TASK GOAL:
Repeat word for word the lines of the data below, starting with the line that contains "Where can the eroded" and going on through the line that contains "Where can the utility".

SUPPLIED RECORDS:
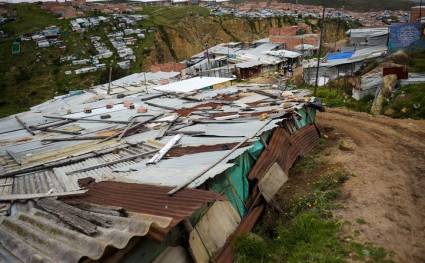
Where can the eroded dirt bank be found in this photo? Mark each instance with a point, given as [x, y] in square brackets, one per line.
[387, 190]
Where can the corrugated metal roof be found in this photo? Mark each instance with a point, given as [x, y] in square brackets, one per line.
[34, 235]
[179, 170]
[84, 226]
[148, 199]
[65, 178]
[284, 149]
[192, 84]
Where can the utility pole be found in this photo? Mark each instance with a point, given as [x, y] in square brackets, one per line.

---

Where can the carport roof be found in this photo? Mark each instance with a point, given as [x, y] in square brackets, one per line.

* * *

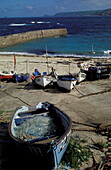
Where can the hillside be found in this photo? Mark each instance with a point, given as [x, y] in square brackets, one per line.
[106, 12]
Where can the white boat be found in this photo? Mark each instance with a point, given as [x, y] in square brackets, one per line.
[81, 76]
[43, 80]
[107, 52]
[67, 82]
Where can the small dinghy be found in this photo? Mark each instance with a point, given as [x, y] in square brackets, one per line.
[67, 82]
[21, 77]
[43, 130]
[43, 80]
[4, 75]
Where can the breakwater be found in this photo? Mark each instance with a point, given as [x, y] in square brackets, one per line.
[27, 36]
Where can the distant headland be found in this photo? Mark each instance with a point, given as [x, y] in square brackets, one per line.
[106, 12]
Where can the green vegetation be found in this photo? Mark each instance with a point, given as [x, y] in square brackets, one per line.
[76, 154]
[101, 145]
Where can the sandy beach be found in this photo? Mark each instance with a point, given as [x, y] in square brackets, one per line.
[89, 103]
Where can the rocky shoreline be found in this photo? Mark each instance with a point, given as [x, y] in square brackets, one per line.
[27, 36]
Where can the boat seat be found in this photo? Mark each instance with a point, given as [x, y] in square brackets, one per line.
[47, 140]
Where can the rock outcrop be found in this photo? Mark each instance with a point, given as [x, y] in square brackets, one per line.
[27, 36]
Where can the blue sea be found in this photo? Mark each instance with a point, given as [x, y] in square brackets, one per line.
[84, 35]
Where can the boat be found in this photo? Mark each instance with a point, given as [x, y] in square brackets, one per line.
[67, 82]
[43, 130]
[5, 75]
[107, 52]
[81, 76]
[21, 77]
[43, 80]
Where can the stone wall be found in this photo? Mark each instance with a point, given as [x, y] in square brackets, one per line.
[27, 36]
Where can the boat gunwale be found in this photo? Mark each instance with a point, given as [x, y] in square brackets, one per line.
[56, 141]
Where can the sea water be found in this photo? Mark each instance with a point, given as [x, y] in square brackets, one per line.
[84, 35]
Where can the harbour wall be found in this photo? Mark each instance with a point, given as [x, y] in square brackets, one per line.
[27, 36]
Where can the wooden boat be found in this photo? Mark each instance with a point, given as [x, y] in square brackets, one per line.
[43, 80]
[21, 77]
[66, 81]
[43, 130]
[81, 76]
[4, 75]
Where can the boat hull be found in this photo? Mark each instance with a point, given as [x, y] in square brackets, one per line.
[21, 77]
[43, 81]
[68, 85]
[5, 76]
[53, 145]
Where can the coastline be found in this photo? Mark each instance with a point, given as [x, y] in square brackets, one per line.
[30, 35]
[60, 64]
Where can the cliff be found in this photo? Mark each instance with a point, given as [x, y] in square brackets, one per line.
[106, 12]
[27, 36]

REPLY TO THE EXERCISE:
Where can the eroded dirt bank be found in this photo? Mark each instance with a point, given as [x, y] in square brackets, one per line.
[387, 190]
Where can the corrugated metal roof be found in this photo? Mark each instance with a point, given as [x, y] in square brackets, one per line.
[34, 235]
[179, 170]
[84, 226]
[148, 199]
[65, 178]
[284, 149]
[192, 84]
Where can the utility pole be found in this photo? Mark each instance with a point, given as [x, y] in square brackets, one per line.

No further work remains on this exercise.